▸ **WHAT YOU NEED TO DO**
For the listing below, return the line containing "output x=185, y=53.", the line containing "Question. Give the pixel coordinates of a point on the reddish", and all lines in between, exactly as written and nothing else.

▸ **SOURCE INFORMATION**
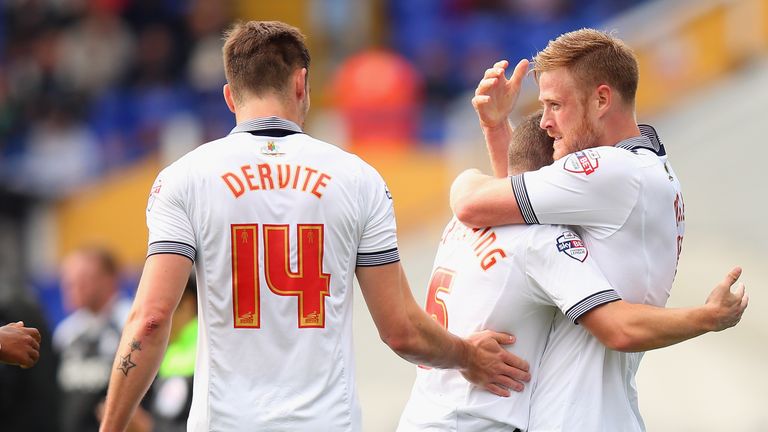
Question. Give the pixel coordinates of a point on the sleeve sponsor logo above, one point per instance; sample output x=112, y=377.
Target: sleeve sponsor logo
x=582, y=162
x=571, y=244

---

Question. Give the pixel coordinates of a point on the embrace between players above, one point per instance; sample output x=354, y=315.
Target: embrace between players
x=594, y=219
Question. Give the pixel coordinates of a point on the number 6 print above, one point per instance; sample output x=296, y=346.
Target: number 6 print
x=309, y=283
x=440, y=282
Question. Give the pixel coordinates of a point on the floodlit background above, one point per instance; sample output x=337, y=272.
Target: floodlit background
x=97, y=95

--

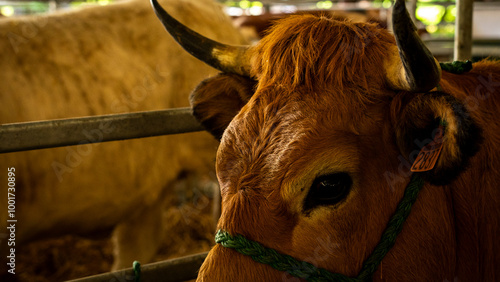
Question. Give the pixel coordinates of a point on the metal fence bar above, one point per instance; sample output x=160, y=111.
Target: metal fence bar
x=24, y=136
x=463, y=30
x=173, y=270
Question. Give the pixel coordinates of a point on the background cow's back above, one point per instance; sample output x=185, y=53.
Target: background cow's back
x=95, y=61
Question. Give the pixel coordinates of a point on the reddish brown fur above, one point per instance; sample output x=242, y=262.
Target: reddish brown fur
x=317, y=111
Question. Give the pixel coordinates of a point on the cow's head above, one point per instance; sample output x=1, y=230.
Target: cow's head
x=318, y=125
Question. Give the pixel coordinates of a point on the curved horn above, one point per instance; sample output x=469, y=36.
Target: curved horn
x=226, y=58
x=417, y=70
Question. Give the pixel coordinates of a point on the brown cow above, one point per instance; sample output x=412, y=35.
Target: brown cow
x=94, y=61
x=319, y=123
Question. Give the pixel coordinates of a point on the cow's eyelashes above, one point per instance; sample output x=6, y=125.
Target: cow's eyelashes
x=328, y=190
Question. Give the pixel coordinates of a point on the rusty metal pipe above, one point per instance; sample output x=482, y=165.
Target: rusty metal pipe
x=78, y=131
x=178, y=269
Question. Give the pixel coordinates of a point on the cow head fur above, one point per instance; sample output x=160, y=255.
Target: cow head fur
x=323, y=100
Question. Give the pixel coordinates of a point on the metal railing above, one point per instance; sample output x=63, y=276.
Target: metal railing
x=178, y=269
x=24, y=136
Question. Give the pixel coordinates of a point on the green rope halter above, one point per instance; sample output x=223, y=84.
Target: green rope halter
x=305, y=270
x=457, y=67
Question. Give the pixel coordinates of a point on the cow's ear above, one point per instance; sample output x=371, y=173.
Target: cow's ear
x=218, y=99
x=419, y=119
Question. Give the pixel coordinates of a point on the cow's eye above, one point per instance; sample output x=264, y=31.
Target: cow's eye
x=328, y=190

▸ **ANSWER BOX**
Question. Give the pixel coordinates of a point on the background cow's back above, one point per instance; sample output x=185, y=53.
Target: background cow's back
x=95, y=61
Question. Give the pixel coordinates of a point on the reddish brown fur above, one point per instance; sample output x=242, y=262.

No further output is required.